> [Text section]

____________________

8/10 – 10 Days Blogmas – A Letter to Santa as an Adult

Dear Santa,

Hope you’re well. I’m sure this is a very busy time for you, but I would really appreciate it if you took your time to read through this letter, especially having in mind I have never written to you before – not as a child, not as a teenager, and it’s now on my very late twenties that I’m addressing directly to you, a fictional character, that in many ways I find now… quite unsettling. Please, don’t be offended. It’s nothing against you. It’s against society – after all, you’re just a societal construct.

I always knew you didn’t exist. My parents never made an effort to create this illusion, and to be honest, I always knew better. I don’t want to sound pretentious or to mean that I was smarter than anyone else… I just knew that it was physically impossible for you to come down our chimney. You would get stuck and die, especially as we have a stove in the living room. I knew too well that my gifts were put under the tree by my parents, especially as they would be placed there way in advance of Christmas Eve… and well… while the idea of reindeers flying is really enticing, I just, once again, knew that was impossible… as well as for you to deliver presents to every single child in the whole world…

Also, this year, especially when you’re flying over London, consider getting your booster jab. It’s covid outside indeed. Would hate for you to be part of the long list of infected people. Also, having into consideration your age and weight (please, don’t get offended), it sounds like those are already two risk factors… so, you know, take care. And wear a mask.

I’m rambling now. All I want to say is that I do need some things this Christmas, and I think I’ve been good this year. Honestly, I barely left the house, to protect myself and others from this virus. I found myself being kind to others when I was struggling to be kind to myself. So, I hope I’m on your “good side” this year.

So, this year, I would really like a hoover. A proper one. In the UK, people love carpeted floors, and my flat has indeed the bedroom floor carpeted. It’s a nightmare to clean and my current hoover isn’t powerful enough. I just want to keep my home properly clean, you see? I quite like Hetty. Seems to be a light, fun, cute hoover. And efficient, according to Amazon reviews. But, you know, I am happy with a Dyson as well. A bit more expensive, but I’m sure you know people in high places that can get you a “business” discount, don’t you?

____________________

Continue the letter to Santa from its last sentence.

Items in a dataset
____________________

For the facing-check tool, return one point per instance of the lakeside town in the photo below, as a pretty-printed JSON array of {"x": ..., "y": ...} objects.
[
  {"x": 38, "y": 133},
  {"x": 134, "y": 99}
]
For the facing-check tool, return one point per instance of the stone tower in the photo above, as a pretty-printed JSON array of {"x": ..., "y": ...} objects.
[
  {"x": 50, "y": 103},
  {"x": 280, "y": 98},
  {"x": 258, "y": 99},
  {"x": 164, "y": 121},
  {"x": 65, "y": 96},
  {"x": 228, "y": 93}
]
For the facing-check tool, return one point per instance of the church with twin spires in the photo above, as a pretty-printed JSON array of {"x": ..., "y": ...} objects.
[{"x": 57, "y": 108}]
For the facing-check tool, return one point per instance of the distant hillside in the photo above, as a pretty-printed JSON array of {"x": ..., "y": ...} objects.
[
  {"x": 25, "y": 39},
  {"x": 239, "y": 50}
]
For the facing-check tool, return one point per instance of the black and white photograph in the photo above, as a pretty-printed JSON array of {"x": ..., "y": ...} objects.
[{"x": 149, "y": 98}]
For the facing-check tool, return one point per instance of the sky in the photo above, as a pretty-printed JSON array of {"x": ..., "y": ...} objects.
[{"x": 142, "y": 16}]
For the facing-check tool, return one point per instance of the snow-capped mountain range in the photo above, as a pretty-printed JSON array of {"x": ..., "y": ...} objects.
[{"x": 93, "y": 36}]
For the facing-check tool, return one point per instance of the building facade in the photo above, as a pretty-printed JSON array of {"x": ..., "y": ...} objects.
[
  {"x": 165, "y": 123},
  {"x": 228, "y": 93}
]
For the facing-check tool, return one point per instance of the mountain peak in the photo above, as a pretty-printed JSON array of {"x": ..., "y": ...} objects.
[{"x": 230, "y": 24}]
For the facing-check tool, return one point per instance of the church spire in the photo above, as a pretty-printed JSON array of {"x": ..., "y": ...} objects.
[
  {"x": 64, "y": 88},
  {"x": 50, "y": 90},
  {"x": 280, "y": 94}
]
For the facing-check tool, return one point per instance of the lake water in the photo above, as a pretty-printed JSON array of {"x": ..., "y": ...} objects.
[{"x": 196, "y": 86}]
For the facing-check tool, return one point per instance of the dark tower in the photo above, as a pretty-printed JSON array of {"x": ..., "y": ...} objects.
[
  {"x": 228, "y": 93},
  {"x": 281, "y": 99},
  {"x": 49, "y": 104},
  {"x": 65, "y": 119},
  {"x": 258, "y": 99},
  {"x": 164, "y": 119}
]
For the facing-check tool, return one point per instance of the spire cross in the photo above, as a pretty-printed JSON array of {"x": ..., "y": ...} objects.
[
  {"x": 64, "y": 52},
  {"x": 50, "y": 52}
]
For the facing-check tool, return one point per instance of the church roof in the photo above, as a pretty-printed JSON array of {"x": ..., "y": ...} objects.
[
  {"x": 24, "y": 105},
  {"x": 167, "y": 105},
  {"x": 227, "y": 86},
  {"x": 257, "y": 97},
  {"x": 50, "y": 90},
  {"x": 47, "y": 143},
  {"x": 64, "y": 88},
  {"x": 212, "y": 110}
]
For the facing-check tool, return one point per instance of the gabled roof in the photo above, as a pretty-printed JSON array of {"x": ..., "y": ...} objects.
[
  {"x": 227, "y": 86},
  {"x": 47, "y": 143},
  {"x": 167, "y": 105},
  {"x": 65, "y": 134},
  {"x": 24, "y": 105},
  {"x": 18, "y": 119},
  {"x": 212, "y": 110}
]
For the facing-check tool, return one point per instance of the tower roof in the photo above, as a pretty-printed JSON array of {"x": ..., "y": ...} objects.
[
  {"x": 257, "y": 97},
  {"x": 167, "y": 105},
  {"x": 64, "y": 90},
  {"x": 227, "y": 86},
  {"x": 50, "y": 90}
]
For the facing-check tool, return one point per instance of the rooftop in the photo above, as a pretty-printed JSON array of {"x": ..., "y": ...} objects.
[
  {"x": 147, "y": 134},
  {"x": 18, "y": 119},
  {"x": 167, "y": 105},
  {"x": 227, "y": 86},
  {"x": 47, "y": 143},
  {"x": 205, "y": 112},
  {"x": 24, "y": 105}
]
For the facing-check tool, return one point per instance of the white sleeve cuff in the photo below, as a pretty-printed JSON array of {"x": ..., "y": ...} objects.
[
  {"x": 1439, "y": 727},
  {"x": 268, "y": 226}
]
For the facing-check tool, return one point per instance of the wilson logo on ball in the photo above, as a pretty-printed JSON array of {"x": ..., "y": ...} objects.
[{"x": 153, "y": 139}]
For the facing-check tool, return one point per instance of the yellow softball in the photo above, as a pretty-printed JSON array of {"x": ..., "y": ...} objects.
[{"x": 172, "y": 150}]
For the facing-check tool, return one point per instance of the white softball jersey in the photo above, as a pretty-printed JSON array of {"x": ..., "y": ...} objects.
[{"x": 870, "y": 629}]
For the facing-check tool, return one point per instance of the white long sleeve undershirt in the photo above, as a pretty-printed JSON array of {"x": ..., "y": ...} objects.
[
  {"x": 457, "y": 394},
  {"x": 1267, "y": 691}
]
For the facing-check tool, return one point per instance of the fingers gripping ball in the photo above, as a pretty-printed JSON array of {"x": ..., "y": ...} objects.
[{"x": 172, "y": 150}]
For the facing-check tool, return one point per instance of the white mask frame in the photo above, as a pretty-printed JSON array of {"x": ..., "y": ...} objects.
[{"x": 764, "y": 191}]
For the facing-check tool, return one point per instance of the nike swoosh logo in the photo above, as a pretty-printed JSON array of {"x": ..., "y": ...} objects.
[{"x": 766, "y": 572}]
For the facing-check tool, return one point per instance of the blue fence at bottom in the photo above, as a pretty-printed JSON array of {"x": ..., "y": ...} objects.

____________________

> [Output]
I also want my wings back, please. I hope you understand this is just figuratively speaking. I want to be able to “fly” again. To explore this beautiful world and culture. I want to make sure I make the most of the time I have, and honestly…since 2020 this has been difficult. Can I please have my wings back? Of course, if your elves can engineer some sort of device that can take me anywhere without fear, that would be much appreciated. However, they must be tired, so I won’t ask for that. Please make sure you pay them proper wages. That they have access to proper healthcare. A good number of vacation days a year. I also hope you’re using sustainable materials in your shop. In a few years, you may not have Lapland anymore. All the ice would have melted, and that wouldn’t be pleasant at all. I’m trusting that the magic you require to ride your flying sleight is non-pollutant.

Finally, I would love a lifelong coffee subscription. Okay, maybe not lifelong, as I don’t quite know for how long my coffee machine will last. But I think it’s safe to say at least 1 year? If all goes well, I can renew this request next year. Coffee is what keeps me going in the long days and weeks of work. For reference, I have a Nespresso Vertuo Machine, and I mostly only drink espressos. Just FYI.

I don’t think I’m asking for too much, but if I need to choose just one, that would be the wings please. Thank you so much. Send my warmest regards to your hardworking elves.

Love,

Nic

P.S. You can leave the gifts by the front porch. Please DO NOT try to come down the chimney. I repeat. DO NOT use the chimney to enter our house.